_Aufgaben zum Bearbeiten_:
A: Nenne alle Daten, die im Text zum Elterngeld-Streit als Datum eines Bescheids vorkommen, jedes nur einmal.
B: Schreib aus dem Text zum Elterngeld-Streit die Stelle ab, die bei den Worten „Mit Schreiben vom 26.04.2019“ anfängt und nach „Elterngeld erhalten habe.“ aufhört.

_Ausgelesener Text_:
----

Die Beschwerde der Klägerin gegen den Beschluss des Sozialgerichts Duisburg vom 08.07.2020 wird zurückgewiesen.
Gründe:
I.
Streitig ist die Gewährung von Prozesskostenhilfe für ein Klageverfahren um Leistungen nach dem Bundeselterngeld- und Elternzeitgesetz (BEEG).
Die am 00.00.1974 geborene Klägerin ist marokkanische Staatsangehörige. Sie beantragte am 26.06.2018 – im Bezug von Leistungen nach dem Zweiten Buch Sozialgesetzbuch (SGB II) stehend – Elterngeld für ihr am 00.11.2017 geborenes Kind B für den 3. bis 14. Lebensmonat. Die Beklagte gewährte mit Bescheid vom 30.08.2018 Elterngeld für den 4. bis 10. Lebensmonat und – nach Eingang eines bis zum 04.02.2021 gültigen Aufenthaltstitels – mit Bescheid vom 27.03.2019 Elterngeld für den 11. bis 14. Lebensmonat in Höhe von 300,00 EUR monatlich. Die Nachzahlung in Höhe von 1.200,00 EUR werde vorerst einbehalten. Über die Behandlung der Nachzahlung erhalte die Klägerin weitere Nachricht. Mit Schreiben vom selben Datum teilte die Beklagte dem Jobcenter F, das mit Schreiben vom 19.10.2018 gegenüber der Beklagten einen Erstattungsanspruch geltend gemacht hatte, die Höhe des Nachzahlungsanspruchs mit und bat um Geltendmachung etwaiger Erstattungsansprüche bis zum 18.04.2019. Das Jobcenter machte sodann einen Erstattungsanspruch in Höhe von 1.080,00 EUR geltend, obwohl es für den Zeitraum Oktober 2018 bis März 2019 bisher Leistungen unter Anrechnung von Elterngeld erbracht hatte. Mit Bescheid vom 05.04.2019 teilte die Beklagte der Klägerin mit, dass von der einbehaltenen Nachzahlung in Höhe von 1.200,00 EUR 1.080,00 EUR an das Jobcenter und der Differenzbetrag an die Klägerin ausgezahlt werde.
Mit Schreiben vom 26.04.2019 legte die Klägerin gegen die Bescheide vom 27.03.2019 und 05.04.2019 Widerspruch ein. Ein Erstattungsanspruch des Jobcenters bestehe nicht, da sie in der streitgegenständlichen Zeit von September 2018 bis Dezember 2018 Leistungen unter Anrechnung von Elterngeld erhalten habe.
Mit Änderungsbescheid vom 09.07.2019 bewilligte das Jobcenter Leistungen nach dem SGB II für den Zeitraum Oktober 2018 bis März 2019 u.a. ohne Anrechnung von Elterngeld bewilligt wurden und erbrachte dem entsprechend ergänzende Leistungen an die Klägerin.

----

_Gezeigte Liste_:
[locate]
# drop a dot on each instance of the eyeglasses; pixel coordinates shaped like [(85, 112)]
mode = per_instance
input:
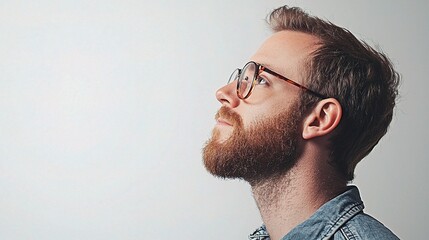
[(249, 74)]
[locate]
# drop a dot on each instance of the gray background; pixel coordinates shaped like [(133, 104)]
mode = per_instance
[(105, 106)]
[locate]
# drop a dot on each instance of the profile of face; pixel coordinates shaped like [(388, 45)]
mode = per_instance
[(259, 137)]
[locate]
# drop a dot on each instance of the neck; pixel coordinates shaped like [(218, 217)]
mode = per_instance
[(286, 201)]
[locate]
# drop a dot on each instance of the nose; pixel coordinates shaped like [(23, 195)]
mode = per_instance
[(227, 95)]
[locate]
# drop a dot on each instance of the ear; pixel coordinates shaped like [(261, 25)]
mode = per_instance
[(323, 119)]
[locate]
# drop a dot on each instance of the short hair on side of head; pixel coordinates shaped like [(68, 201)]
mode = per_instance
[(362, 79)]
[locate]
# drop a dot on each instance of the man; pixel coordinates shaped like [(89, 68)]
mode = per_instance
[(294, 122)]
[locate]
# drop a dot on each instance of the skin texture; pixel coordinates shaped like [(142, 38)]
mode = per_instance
[(291, 195)]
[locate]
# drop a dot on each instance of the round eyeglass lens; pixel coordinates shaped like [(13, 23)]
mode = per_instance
[(245, 82), (234, 75)]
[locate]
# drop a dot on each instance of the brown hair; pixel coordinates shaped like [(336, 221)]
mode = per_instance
[(360, 78)]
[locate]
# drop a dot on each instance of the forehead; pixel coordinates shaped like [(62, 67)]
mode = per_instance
[(285, 51)]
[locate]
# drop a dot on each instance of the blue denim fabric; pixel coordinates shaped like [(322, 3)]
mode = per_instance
[(340, 218)]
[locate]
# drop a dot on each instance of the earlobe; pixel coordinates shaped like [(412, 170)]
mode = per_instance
[(323, 119)]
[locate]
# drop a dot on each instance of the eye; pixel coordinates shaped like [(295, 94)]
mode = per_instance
[(261, 81)]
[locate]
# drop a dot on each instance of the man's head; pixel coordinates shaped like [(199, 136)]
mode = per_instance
[(359, 83)]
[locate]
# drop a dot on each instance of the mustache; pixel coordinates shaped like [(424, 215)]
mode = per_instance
[(229, 115)]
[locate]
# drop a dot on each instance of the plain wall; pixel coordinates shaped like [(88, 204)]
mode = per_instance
[(105, 106)]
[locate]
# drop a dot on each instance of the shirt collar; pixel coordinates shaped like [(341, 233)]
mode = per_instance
[(325, 221)]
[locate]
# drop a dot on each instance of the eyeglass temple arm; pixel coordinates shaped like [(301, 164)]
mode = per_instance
[(293, 83)]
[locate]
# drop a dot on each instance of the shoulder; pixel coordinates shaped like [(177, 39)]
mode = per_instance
[(363, 226)]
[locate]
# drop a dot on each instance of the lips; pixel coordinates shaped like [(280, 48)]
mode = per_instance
[(221, 121)]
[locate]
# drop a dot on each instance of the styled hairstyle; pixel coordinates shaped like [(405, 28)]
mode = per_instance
[(360, 78)]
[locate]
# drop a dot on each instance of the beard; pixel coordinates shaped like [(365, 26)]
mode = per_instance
[(267, 149)]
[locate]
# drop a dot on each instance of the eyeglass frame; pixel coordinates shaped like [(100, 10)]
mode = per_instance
[(261, 68)]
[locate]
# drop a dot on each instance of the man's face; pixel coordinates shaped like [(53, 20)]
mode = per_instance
[(259, 137)]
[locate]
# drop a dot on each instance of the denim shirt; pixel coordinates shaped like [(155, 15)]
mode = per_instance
[(340, 218)]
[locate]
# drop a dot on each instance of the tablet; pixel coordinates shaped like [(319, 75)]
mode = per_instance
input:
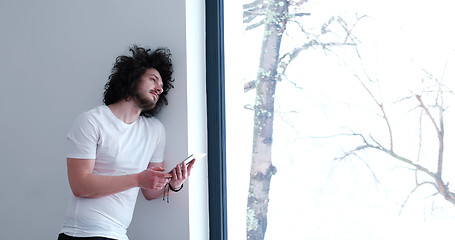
[(191, 157)]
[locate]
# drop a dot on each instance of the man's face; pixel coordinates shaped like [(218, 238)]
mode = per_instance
[(149, 89)]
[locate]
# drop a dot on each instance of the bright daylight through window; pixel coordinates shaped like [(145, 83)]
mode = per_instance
[(340, 119)]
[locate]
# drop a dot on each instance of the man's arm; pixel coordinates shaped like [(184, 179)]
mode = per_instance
[(84, 183)]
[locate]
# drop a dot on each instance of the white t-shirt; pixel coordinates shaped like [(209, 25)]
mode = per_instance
[(118, 149)]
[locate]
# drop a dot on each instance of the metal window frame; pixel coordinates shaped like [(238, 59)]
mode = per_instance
[(216, 119)]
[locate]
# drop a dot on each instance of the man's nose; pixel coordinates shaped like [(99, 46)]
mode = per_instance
[(159, 90)]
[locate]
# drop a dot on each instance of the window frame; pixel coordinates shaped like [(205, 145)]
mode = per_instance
[(216, 127)]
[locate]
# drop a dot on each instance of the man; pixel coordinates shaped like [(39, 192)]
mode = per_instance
[(117, 148)]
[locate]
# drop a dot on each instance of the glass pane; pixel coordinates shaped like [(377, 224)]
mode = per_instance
[(340, 119)]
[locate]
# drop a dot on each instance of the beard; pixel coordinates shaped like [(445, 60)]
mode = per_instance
[(144, 101)]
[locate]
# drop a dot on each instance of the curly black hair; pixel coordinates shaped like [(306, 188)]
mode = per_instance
[(127, 71)]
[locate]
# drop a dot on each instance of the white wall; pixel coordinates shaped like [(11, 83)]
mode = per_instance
[(55, 57)]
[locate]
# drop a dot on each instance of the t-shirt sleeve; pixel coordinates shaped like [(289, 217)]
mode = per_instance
[(158, 154), (82, 138)]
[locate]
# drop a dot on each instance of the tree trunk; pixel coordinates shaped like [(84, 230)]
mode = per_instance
[(262, 168)]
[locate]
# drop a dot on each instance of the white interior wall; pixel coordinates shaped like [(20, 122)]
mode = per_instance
[(55, 57)]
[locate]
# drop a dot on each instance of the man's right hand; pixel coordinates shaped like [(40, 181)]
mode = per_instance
[(154, 178)]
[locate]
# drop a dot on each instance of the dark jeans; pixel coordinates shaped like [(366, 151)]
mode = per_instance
[(63, 236)]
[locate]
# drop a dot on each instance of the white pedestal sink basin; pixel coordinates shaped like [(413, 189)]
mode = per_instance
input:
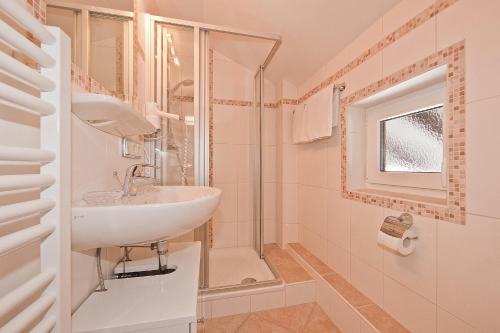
[(155, 213)]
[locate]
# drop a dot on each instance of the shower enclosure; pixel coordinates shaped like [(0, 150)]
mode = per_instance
[(210, 82)]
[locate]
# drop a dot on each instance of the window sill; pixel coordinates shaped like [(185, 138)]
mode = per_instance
[(404, 196)]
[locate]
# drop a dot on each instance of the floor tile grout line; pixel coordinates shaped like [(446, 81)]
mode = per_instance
[(309, 317), (243, 322)]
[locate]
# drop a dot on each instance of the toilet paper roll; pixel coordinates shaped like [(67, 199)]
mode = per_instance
[(404, 245)]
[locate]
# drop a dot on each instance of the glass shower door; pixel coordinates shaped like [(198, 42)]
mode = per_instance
[(175, 97)]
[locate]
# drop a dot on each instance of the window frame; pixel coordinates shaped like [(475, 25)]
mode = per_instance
[(412, 102)]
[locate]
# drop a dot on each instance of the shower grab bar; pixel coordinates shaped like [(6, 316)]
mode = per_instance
[(49, 291)]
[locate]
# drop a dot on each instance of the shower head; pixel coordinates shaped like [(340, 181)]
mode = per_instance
[(185, 83)]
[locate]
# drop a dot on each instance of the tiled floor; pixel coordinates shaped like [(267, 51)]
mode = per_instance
[(289, 270), (304, 318), (371, 312)]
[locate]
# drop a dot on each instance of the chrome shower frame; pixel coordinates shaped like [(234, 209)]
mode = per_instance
[(201, 113)]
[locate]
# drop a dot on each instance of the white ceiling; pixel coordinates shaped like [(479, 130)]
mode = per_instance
[(313, 31)]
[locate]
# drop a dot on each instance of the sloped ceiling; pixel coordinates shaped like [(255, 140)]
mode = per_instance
[(312, 31)]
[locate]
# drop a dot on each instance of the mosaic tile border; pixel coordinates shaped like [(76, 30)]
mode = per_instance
[(454, 210), (413, 23)]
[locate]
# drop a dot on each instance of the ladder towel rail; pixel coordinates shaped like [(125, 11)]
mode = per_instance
[(17, 154), (29, 315), (22, 182), (19, 71), (25, 101), (50, 308), (24, 18), (24, 45), (22, 209), (19, 239)]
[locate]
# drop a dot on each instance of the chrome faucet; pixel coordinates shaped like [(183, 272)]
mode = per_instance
[(128, 182)]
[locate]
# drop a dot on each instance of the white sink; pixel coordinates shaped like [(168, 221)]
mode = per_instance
[(155, 213)]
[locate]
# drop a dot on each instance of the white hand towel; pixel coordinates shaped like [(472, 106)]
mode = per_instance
[(315, 119)]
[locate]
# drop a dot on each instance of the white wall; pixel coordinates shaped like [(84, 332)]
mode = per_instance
[(451, 283), (233, 149)]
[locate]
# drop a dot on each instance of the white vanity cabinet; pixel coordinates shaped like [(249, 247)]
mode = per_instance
[(152, 304)]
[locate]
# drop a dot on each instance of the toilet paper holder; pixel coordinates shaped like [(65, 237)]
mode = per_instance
[(396, 226)]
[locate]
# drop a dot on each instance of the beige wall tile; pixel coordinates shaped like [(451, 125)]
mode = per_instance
[(339, 260), (226, 123), (483, 182), (290, 164), (312, 211), (228, 207), (365, 224), (418, 270), (290, 197), (477, 19), (367, 279), (338, 217), (402, 12), (468, 271), (412, 310), (446, 322), (225, 235), (416, 45), (225, 163), (312, 164)]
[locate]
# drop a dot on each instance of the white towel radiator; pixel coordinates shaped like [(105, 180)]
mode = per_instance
[(47, 294)]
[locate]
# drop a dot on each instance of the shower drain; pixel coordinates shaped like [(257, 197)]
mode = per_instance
[(248, 280)]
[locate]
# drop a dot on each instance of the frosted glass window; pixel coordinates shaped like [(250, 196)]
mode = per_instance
[(412, 142)]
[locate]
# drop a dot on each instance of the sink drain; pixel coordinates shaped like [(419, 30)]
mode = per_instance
[(248, 281)]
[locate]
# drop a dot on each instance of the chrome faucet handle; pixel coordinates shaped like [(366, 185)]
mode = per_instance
[(128, 182)]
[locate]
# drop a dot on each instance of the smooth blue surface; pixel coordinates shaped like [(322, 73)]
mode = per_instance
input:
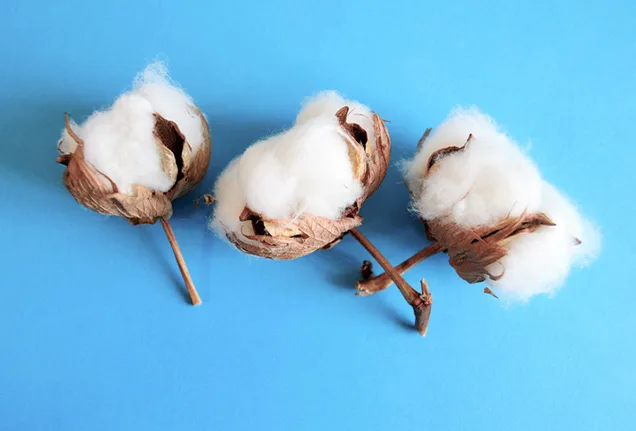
[(95, 333)]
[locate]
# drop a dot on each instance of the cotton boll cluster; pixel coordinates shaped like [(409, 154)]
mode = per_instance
[(295, 191), (327, 103), (489, 179), (120, 142), (131, 160), (468, 177)]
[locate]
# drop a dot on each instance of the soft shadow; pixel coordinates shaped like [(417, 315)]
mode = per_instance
[(31, 130)]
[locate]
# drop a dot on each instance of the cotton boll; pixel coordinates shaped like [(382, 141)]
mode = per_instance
[(301, 190), (327, 103), (133, 159), (538, 263), (490, 179)]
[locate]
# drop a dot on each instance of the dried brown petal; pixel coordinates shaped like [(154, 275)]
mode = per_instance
[(292, 238), (471, 251), (487, 291)]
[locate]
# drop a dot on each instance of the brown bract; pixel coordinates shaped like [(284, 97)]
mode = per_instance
[(472, 250), (96, 191), (292, 238)]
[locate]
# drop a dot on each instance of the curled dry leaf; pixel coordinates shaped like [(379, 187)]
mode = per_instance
[(292, 238), (96, 191)]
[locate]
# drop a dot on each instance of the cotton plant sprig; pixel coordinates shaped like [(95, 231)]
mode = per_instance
[(483, 201), (302, 190), (132, 160)]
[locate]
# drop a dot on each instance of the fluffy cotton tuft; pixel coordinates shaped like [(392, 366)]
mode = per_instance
[(119, 141), (490, 179), (305, 169), (539, 262)]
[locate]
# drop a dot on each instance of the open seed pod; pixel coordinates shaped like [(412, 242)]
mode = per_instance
[(301, 190), (132, 160), (483, 201)]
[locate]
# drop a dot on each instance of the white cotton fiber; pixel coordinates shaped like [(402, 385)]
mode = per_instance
[(119, 141), (539, 262), (305, 169), (491, 179)]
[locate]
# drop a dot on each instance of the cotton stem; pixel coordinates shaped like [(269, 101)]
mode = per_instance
[(194, 296)]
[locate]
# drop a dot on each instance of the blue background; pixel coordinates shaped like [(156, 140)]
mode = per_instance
[(95, 331)]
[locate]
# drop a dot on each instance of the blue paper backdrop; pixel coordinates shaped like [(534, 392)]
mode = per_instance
[(95, 331)]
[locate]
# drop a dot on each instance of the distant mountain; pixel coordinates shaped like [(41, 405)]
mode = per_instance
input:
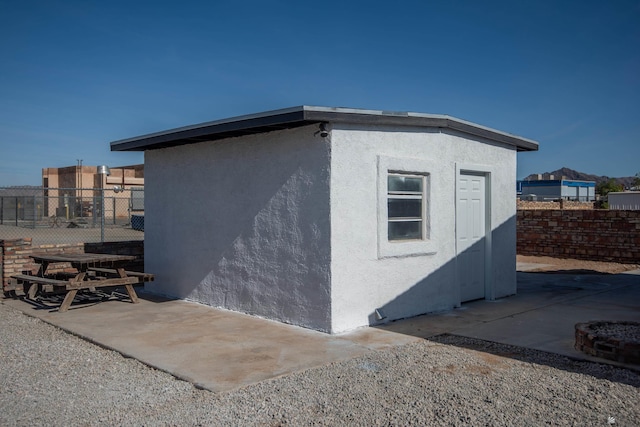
[(581, 176)]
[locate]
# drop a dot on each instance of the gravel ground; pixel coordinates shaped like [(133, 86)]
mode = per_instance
[(49, 377), (576, 265)]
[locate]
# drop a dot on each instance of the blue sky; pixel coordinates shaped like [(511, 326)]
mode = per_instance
[(76, 75)]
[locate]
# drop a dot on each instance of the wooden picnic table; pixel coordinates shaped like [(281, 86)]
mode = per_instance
[(110, 267)]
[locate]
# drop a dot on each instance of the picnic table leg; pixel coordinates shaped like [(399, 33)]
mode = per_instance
[(68, 299), (129, 287), (33, 290)]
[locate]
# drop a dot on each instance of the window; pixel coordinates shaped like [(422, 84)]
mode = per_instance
[(404, 210), (405, 206)]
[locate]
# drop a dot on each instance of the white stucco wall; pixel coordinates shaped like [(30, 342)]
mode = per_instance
[(243, 224), (363, 277)]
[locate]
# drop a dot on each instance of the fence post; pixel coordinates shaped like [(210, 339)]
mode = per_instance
[(35, 213)]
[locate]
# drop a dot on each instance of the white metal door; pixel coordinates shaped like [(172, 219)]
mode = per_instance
[(470, 234)]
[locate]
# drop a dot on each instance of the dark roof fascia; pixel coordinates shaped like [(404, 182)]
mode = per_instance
[(306, 115)]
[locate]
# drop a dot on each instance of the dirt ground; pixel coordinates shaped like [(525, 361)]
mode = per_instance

----

_Antworten der Reihe_:
A: 30.08.2018, 27.03.2019, 05.04.2019, 09.07.2019

B:
Mit Schreiben vom 26.04.2019 legte die Klägerin gegen die Bescheide vom 27.03.2019 und 05.04.2019 Widerspruch ein. Ein Erstattungsanspruch des Jobcenters bestehe nicht, da sie in der streitgegenständlichen Zeit von September 2018 bis Dezember 2018 Leistungen unter Anrechnung von Elterngeld erhalten habe.